Work order 1: In the DICOM anonymizer notes, what value does tag 0012:0062 (PatientIdentityRemoved) hold after anonymization?
Work order 2: Continue the DICOM anonymizer notes after their final sentence.

[[ Excerpt to read, beginning ]]

We use cmake to build inside the container (debug build):

cmake -DCMAKE_BUILD_TYPE=Debug .

If you get an error about docbook and xsl/xml processing you may remove the generation of man pages:

cmake -DCMAKE_BUILD_TYPE=Debug -DGDCM_BUILD_DOCBOOK_MANPAGES:BOOL=OFF ../GDCM-3.0.20

Actually its better to keep the man pages build because they are needed later. If you get the error instead set the following environment variable

export XML_CATALOG_FILES="/opt/homebrew/etc/xml/catalog"

and 'make'.

Run

If the data is stored in a directory 'data' underneath the current directory this call would anonymize all images in the data directory (and all sub-directories) using the PatientName/PatientID UUUUUU and the project name MMIV. Dates would be incremented by 42 days and the output would contain different directories for each image series.

docker run --rm -it -v `pwd`/data:/input -v /tmp/:/output anonymizer \
           --input /input --output /output --patientid UUUUUU \
	   --dateincrement 42 --byseries --numthreads 4 \
	   --projectname MMIV

There will be 4 threads running in parallel during the anonymization. This can drastically improve the speed of anonymization for large numbers of DICOM files. Here an example of the range of processing times for 261,000 files (single study) on a 16 core machine:

#threads	time
1	8m6.334s
2	4m22.521s
5	1m58.695s
8	1m31.035s
16	1m18.328s

After anonymization the DICOM tag 0012:0062 (PatientIdentityRemoved) will have the value "YES".

Anonymization rules

The tags that this program will anonymize are described in a JSON file that can be exported from the executable with:

docker run --rm -it anonymizer --exportanon rules.json

The option --tagchange can be used to change the build-in rules. In the help example the placeholder PROJECTNAME is used to store the value of option -j (test) in the tag for InstitutionName (0008,0080). The default rule for this tag specifies that the value is deleted - in our PACS we use that tag to indicate the project name.

[[ Excerpt to read, end ]]
[[ Dataset content, beginning ]]

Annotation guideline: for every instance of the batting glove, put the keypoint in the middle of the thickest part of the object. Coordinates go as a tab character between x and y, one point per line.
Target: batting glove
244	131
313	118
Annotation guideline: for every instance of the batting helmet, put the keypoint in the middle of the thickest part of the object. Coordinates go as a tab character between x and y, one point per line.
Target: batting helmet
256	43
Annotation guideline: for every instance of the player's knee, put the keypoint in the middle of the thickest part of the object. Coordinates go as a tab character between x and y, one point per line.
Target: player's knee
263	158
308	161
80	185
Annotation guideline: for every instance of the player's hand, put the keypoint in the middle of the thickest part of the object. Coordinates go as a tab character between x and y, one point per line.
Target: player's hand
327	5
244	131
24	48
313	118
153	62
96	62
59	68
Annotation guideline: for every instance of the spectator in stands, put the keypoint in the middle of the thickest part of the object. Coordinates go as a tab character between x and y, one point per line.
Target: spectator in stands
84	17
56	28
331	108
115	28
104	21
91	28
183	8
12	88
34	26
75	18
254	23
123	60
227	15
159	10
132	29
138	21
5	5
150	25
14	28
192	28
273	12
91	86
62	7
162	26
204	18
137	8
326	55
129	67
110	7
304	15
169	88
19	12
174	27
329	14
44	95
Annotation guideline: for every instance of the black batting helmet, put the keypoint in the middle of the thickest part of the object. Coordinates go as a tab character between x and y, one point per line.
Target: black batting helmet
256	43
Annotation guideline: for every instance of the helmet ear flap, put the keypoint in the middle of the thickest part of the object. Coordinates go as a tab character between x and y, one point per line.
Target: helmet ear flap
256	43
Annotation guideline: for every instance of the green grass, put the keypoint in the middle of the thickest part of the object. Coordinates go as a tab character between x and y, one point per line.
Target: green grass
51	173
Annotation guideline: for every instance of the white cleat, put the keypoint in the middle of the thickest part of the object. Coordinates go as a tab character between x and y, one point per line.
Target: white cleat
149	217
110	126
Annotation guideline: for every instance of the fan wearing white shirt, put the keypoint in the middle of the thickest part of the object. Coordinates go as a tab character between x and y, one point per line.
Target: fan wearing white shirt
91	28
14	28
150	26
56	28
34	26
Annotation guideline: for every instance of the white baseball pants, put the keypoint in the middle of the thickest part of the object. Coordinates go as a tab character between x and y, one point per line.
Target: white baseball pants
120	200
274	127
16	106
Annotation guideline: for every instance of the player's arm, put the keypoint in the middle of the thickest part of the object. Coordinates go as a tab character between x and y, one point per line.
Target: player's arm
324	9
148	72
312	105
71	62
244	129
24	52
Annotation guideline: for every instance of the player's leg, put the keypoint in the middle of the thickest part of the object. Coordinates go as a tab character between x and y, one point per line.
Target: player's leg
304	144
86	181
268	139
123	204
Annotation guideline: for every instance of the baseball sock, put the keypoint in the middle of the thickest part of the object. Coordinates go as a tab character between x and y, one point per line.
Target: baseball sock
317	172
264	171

[[ Dataset content, end ]]

Task result 1: It holds the value "YES".

Task result 2:
It is important to apply the arguments to the program in the correct order. First we set the name of the project and change rule, then we export the rules.

Using data in multiple projects

Our PACS system stores only a single copy per SOPInstanceUID/StudyID - which makes sense. In order to support data that is project specific I changed the hashing algorithm (hashuid+PROJECTNAME) to include the projects name (-j option) for tags that relate to image, series, study and frame of reference uids. This generates full copies of the data, one for each project. Deleting data from one project does not influence the same data used in another project.

Information inside sequences (presentation states) are anonymized as well. This should work as long as the sequence tag is not listed as "remove". The sequence anonymization function will only check tags at two sequence levels (all tags of a sequence inside another sequence are anonymized). This has been verified with text label overlays.